* EXERCISE AIM
Transcribe the material verbatim from its first line through the line containing "pixel 58 90", including both ends. Leave the pictures out of your answer.

* DATA LISTING
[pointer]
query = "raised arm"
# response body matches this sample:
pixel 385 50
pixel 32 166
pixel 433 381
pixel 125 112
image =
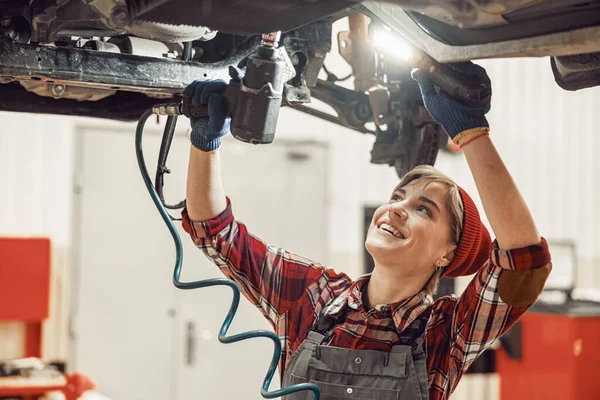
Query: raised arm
pixel 205 196
pixel 269 277
pixel 514 276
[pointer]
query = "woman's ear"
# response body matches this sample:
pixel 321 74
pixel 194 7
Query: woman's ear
pixel 445 260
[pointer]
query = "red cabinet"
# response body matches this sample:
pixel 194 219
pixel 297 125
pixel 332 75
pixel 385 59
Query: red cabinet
pixel 560 357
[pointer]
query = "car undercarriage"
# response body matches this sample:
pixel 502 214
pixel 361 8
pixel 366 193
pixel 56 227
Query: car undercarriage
pixel 115 59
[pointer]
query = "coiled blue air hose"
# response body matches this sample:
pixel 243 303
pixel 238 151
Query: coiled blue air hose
pixel 223 338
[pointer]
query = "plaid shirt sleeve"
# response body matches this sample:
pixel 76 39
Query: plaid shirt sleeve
pixel 480 315
pixel 269 277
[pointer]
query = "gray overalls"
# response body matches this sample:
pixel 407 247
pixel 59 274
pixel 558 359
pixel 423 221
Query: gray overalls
pixel 360 374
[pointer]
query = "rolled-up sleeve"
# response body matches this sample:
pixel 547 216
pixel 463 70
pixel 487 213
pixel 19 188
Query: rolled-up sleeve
pixel 497 296
pixel 269 277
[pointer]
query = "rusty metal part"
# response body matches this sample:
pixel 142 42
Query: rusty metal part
pixel 379 98
pixel 94 69
pixel 357 49
pixel 271 39
pixel 577 72
pixel 576 41
pixel 352 108
pixel 59 90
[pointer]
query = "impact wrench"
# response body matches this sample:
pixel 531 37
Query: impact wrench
pixel 253 98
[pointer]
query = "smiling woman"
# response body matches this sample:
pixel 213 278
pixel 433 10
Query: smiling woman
pixel 383 336
pixel 414 235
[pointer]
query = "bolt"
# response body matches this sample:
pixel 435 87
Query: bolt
pixel 119 16
pixel 58 90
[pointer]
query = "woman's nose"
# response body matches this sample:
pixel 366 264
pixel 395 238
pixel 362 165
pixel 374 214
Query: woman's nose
pixel 397 210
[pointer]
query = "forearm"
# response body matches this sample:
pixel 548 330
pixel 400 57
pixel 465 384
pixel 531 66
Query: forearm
pixel 205 195
pixel 503 204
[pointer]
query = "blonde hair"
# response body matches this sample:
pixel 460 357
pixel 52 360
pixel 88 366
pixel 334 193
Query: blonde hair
pixel 454 205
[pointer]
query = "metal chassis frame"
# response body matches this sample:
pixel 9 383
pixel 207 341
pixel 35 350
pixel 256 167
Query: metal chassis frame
pixel 160 77
pixel 557 44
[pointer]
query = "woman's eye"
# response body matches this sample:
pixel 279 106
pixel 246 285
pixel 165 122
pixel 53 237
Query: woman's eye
pixel 424 210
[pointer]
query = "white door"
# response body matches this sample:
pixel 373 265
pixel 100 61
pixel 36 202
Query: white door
pixel 124 306
pixel 279 192
pixel 133 329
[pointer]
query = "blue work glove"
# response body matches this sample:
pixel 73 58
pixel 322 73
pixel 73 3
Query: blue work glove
pixel 454 115
pixel 208 132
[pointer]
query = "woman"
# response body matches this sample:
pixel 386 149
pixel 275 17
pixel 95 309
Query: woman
pixel 382 336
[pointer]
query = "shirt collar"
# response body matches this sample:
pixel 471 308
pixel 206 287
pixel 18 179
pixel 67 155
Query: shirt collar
pixel 403 312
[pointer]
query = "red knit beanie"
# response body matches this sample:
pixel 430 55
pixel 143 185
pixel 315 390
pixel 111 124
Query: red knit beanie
pixel 474 244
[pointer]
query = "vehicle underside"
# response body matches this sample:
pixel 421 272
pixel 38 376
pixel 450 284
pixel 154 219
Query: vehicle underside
pixel 116 58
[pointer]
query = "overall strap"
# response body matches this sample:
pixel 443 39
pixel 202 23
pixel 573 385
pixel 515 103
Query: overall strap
pixel 414 334
pixel 324 324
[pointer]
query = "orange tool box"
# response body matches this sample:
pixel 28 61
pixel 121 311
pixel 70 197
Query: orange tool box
pixel 559 354
pixel 25 297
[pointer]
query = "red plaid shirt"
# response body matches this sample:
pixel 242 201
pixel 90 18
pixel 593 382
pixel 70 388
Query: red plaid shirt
pixel 291 290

* OUTPUT
[pointer]
query = "raised arm"
# response body matches this sample:
pixel 385 50
pixel 32 166
pixel 433 381
pixel 125 112
image =
Query: raised arm
pixel 205 196
pixel 269 277
pixel 514 276
[pointer]
query = "woman's ear"
# response body matches this sample:
pixel 321 74
pixel 194 7
Query: woman's ear
pixel 445 260
[pointer]
query = "red cabinet"
# response body matches this sample:
pixel 194 219
pixel 297 125
pixel 332 75
pixel 385 59
Query: red cabinet
pixel 560 357
[pointer]
query = "car undercarriage"
# response body matches this sample:
pixel 502 214
pixel 361 8
pixel 366 193
pixel 56 227
Query: car undercarriage
pixel 115 59
[pointer]
query = "coiled blue air hose"
# response body matches this sample:
pixel 243 303
pixel 238 151
Query: coiled blue air hose
pixel 223 338
[pointer]
query = "plaid shirt sleeve"
# response body matches this sample:
pixel 76 39
Query: plaid shirt sleeve
pixel 480 315
pixel 269 277
[pointer]
query = "gray overalls"
# response body matches this sample:
pixel 407 247
pixel 59 274
pixel 558 359
pixel 423 221
Query: gray overalls
pixel 360 374
[pointer]
query = "rolled-up sleeve"
# response body matches this sample:
pixel 547 216
pixel 463 70
pixel 487 213
pixel 19 188
Query: rolled-up sleeve
pixel 497 296
pixel 269 277
[pointer]
query = "rusty metal part"
# response body matches this sample:
pixel 142 42
Query: rusty metal part
pixel 379 98
pixel 94 69
pixel 357 49
pixel 271 39
pixel 577 72
pixel 576 41
pixel 352 108
pixel 59 90
[pointer]
query = "impact wrench"
# response body matches this sample:
pixel 531 37
Query: impact wrench
pixel 253 98
[pointer]
query = "smiling woman"
# response body matches this sample:
pixel 213 278
pixel 433 10
Query: smiling woman
pixel 383 336
pixel 414 235
[pointer]
query = "bolt"
# response body matches this sample:
pixel 435 87
Query: bolt
pixel 119 16
pixel 58 90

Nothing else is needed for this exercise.